- WORK TO COMPLETE -
Repeat the material exactly, every line of it.

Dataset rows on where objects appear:
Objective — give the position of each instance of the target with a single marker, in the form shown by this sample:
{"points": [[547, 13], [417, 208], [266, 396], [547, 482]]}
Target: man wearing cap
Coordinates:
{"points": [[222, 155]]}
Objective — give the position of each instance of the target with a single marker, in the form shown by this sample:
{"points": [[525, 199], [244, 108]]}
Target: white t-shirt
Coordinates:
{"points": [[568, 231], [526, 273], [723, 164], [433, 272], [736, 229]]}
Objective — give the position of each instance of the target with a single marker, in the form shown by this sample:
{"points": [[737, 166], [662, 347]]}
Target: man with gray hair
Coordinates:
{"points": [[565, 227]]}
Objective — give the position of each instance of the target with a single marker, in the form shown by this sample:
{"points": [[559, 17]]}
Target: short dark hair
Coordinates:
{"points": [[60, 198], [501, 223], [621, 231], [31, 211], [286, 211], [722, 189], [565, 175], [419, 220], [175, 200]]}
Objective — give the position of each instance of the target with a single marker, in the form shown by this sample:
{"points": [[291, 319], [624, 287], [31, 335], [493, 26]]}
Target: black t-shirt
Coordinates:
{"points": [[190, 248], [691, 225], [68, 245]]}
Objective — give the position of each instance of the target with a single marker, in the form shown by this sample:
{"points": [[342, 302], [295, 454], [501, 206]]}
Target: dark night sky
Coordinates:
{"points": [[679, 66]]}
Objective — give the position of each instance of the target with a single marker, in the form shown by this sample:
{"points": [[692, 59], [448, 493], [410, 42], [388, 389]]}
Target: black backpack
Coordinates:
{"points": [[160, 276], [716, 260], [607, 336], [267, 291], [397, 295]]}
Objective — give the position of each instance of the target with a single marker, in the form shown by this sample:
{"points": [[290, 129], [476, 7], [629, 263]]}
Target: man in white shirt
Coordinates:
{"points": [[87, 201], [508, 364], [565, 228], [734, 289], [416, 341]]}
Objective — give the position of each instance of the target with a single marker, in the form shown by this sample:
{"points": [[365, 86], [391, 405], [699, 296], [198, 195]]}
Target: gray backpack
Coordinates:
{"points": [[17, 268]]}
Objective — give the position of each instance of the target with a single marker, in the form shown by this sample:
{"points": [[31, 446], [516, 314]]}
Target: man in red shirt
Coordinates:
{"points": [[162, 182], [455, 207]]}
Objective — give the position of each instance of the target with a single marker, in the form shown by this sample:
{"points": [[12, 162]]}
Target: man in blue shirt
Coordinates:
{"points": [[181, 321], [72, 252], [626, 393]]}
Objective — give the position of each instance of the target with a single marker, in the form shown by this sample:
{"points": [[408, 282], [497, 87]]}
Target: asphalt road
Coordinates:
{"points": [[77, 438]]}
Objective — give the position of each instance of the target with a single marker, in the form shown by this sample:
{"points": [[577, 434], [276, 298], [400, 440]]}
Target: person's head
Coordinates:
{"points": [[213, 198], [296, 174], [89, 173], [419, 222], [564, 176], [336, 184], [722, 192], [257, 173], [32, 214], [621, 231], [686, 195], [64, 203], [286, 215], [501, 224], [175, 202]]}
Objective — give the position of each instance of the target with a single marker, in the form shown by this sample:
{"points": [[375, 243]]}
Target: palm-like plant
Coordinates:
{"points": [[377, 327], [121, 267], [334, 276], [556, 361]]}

- REPLY -
Objective — give the position of each instance of the target with a single marker, in the form shown by this sample:
{"points": [[547, 13], [417, 208], [266, 396], [547, 482]]}
Target: man wearing cap
Coordinates:
{"points": [[222, 155]]}
Objective — give the position of each instance of the target with a single marker, in the form shown by this sample:
{"points": [[525, 199], [244, 108]]}
Target: white t-shirt
Coordinates:
{"points": [[568, 231], [526, 273], [723, 164], [433, 272], [736, 229]]}
Objective — give the position of each instance of the target with a single marker, in the form shown by this sample:
{"points": [[737, 166], [662, 347]]}
Target: man with gray hair
Coordinates:
{"points": [[565, 227]]}
Objective — give the position of each instance of the target with a single marker, in the form shown by this sample:
{"points": [[559, 17]]}
Target: short dark hair
Coordinates:
{"points": [[60, 198], [501, 223], [621, 231], [31, 211], [286, 211], [722, 189], [565, 175], [419, 220], [175, 200]]}
Objective — give the position of each instance of the target with a single marker, in the form shown by this sample:
{"points": [[291, 319], [624, 287], [31, 335], [493, 26]]}
Target: black t-shirt
Coordinates:
{"points": [[190, 248], [691, 225], [68, 245]]}
Objective — give the position of each instance of the target with a single marker, in the form shown by this sample:
{"points": [[342, 302], [295, 454], [501, 206]]}
Target: dark night sky
Coordinates:
{"points": [[679, 66]]}
Objective — give the position of each instance of the target with a single marker, in the form shown by this sample:
{"points": [[692, 59], [448, 493], [410, 42], [388, 389]]}
Target: black backpack
Coordinates:
{"points": [[160, 276], [716, 260], [607, 336], [267, 291], [397, 295]]}
Objective — give the position of each instance of the target with a single marker, in the form shown by this sample:
{"points": [[290, 129], [476, 7], [629, 263]]}
Target: man in white shirt
Coordinates:
{"points": [[87, 201], [508, 364], [565, 228], [734, 289], [416, 341]]}
Objective — give the position of each instance of the target with a single marker, in the form shown by this sample:
{"points": [[365, 86], [391, 405], [699, 296], [198, 195]]}
Target: gray backpack
Coordinates:
{"points": [[17, 268]]}
Objective — give the position of each instance of the target with a single marker, in the form shown by this sample:
{"points": [[31, 446], [516, 314]]}
Target: man in red shirt
Coordinates:
{"points": [[162, 182], [455, 207]]}
Objective — give the position of each instance of the target with a single marker, in the form shown by this sample:
{"points": [[12, 162]]}
Target: man in blue shirt
Coordinates:
{"points": [[181, 321], [72, 252], [626, 393]]}
Objective — give the position of each instance of the target with a single marker, in the form shown by this sample:
{"points": [[408, 282], [497, 87]]}
Target: asphalt road
Coordinates:
{"points": [[77, 438]]}
Objective — give the position of each instance of the target with a single marker, in the form shown by this sample:
{"points": [[577, 434], [276, 298], [400, 440]]}
Target: person's head
Coordinates:
{"points": [[213, 198], [296, 174], [89, 173], [419, 222], [564, 176], [336, 184], [722, 192], [257, 173], [32, 214], [621, 231], [686, 195], [64, 203], [286, 215], [501, 224], [175, 202]]}
Objective — give the position of each instance of the target with a single marker, in the form shown by this sample:
{"points": [[375, 243]]}
Target: palm-like plant
Coordinates:
{"points": [[377, 327], [121, 267], [334, 276], [556, 361]]}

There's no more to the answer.